Records from a collection:
________________________________________

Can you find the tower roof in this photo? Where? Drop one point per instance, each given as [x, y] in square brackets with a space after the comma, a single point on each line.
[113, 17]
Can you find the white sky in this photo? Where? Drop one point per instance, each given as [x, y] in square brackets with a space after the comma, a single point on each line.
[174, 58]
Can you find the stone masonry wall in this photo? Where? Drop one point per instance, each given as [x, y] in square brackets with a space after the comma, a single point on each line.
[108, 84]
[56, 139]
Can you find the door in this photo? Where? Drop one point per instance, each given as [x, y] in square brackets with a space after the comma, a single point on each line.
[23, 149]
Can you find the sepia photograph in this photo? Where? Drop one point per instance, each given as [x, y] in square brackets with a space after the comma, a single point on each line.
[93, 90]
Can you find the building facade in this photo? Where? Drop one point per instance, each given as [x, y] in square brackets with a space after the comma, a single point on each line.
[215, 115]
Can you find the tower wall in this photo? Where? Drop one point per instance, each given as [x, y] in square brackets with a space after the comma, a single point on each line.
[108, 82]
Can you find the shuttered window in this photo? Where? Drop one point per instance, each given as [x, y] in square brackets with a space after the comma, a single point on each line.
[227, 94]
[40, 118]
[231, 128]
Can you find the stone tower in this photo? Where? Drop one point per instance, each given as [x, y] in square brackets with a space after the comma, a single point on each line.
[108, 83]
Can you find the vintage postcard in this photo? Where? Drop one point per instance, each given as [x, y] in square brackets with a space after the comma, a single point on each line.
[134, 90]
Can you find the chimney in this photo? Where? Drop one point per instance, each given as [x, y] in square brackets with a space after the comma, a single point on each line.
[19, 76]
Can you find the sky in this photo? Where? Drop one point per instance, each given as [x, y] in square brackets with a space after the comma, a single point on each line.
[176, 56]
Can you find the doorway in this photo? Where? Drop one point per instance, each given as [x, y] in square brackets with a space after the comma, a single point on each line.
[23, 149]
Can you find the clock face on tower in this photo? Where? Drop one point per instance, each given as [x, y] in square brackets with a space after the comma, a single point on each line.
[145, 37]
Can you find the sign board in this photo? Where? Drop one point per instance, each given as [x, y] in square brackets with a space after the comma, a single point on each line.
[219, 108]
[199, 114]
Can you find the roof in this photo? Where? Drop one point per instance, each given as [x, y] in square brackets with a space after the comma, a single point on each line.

________________________________________

• **Stated goal**
Copy the records again, with their requests, from the line containing "Can you find the sepia" through the end of the records. Increase every x and y coordinate in the answer points by 4.

• **Exercise answer**
Can you find the sepia photograph in this photo? Where? Drop one point per instance, each given as [x, y] in square brackets with a space after the comma, a single point on each line.
[97, 94]
Can you find the building facade in this photo? Where? Drop one point per instance, each given as [x, y] in square brackets with a space after the comma, a single point on each line.
[219, 119]
Can you find the tower wall in this photo? Where? Drop one point per instance, each given as [x, y] in square brackets with a space after the comma, a single point on each line.
[112, 86]
Can you find the shuttered window in this photo? Where? Drop one point per instance, each given as [x, y] in square brackets with a space after the comma, a single point on each line.
[231, 98]
[44, 122]
[235, 132]
Can you find the stone tower in this photo? Where? Drop one point per instance, each given as [x, y] in square brackets with a space after the comma, a single point on each line.
[112, 87]
Can you find the vintage postcard in this photo? Where? Drop one point per instance, each given as [x, y] in square brackets with a space after the comma, a single point on each line.
[138, 94]
Can you find the chimney in this photo? Where? Drop one point per instance, each given as [x, y] in square brackets with a space after the comma, a single point on each line.
[23, 80]
Can you find the sky in this photo? Where? Drop one point per instance, each given as [x, y] in square brackets with a space after the comma, a single point on each line.
[180, 60]
Can you find the doorway in this photo? Where? Drop one point per instance, each given as [x, y] in square brackets with a space after the comma, a single point on each line.
[27, 153]
Can you find the clock face on tower in this photo? Where? Drop one point per instance, each given as [x, y] in square brackets with a space after the comma, a single point on each line.
[149, 41]
Can you find the sign board in this photo? Where? Drop one point per instance, each given as [x, y] in square brackets with a space after the comma, a single point on each line.
[223, 112]
[203, 118]
Can you find the roof in this photo? Where? Drop one point per instance, each given as [x, y] in square brackets with a space after the comma, a single point on each line.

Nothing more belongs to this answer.